* _Jobs_
1) Answer these questions about the email thread on the contradictory recommendation for nesting and intersection:
(a) Which section does Asir Vedamuthu cite for the policy intersection algorithm?
(b) What fix does he propose for the misleading sentence in Section 4.3.2?
(c) In the example from the January 10 message, what is ex:Foo said to be instead of a policy parameter?
2) What is the Spanish translation of this sentence from the email thread on the contradictory recommendation for nesting and intersection: "As I said, once we have agreement in the semantics, the fix is easy."?

* _Given text_
···
W3C home > Mailing lists > Public > public-ws-policy@w3.org > January 2007

RE: NEW ISSUE: 4142 Contradictory recommendation for nesting and intersection

From: Yalcinalp, Umit <umit.yalcinalp@sap.com>
Date: Sun, 14 Jan 2007 22:01:54 -0800
Message-ID: <2BA6015847F82645A9BB31C7F9D64165032412D9@uspale20.pal.sap.corp>
To: "Asir Vedamuthu" <asirveda@microsoft.com>
Cc: <public-ws-policy@w3.org>
I am waiting to see whether the other working group members all agree on
the semantics that you are supposing. 
 
As I said, once we have agreement in the semantics, the fix is easy. 
 
Regards, 
 
--umit
 


________________________________

	From: Asir Vedamuthu [mailto:asirveda@microsoft.com] 
	Sent: Saturday, Jan 13, 2007 2:02 AM
	To: Yalcinalp, Umit
	Cc: public-ws-policy@w3.org
	Subject: RE: NEW ISSUE: 4142 Contradictory recommendation for
nesting and intersection
	
	

	Answer is NO - as per the policy intersection algorithm in
Section 4.5 [1]. We agree that the quoted sentence [2] in Section 4.3.2
is misleading. There is an easy fix - drop the sentence.

	 

	Regarding ACTION-181 [3], when should we expect your amended
proposal?

	 

	 

	[1] 
http://www.w3.org/TR/2006/WD-ws-policy-20061117/#Policy_Intersection
<http://www.w3.org/TR/2006/WD-ws-policy-20061117/#Policy_Intersection>  

	 

	[2] "The reason for requiring at least an empty <wsp:Policy/>
Element above is to ensure that two assertions of the same type will
always be compatible and an intersection would not fail (see Section 4.5
Policy Intersection)"

	 

	[3] http://www.w3.org/2005/06/tracker/wspolicy/actions/181 

	 

	Regards,

	 

	Asir S Vedamuthu

	Microsoft Corporation

	 

	 

	From: public-ws-policy-request@w3.org
[mailto:public-ws-policy-request@w3.org] On Behalf Of Yalcinalp, Umit
	Sent: Wednesday, January 10, 2007 12:11 PM
	To: Sergey Beryozkin; Anthony Nadalin
	Cc: public-ws-policy@w3.org; public-ws-policy-request@w3.org
	Subject: RE: NEW ISSUE: Contradictory recommendation for nesting
and intersection

	 

	The question is about the semantics. In the example, ex:Foo is
NOT a policy parameter. It is a nested assertion. Let me paraphrase for
more clarity.
···
* _Supplied data_
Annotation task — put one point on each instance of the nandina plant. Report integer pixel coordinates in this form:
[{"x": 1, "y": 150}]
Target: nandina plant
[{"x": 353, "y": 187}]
···
* _Expected responses_
1)
(a) Section 4.5.
(b) Drop the sentence.
(c) A nested assertion.

2) Como dije, una vez que tengamos acuerdo sobre la semántica, la solución es fácil.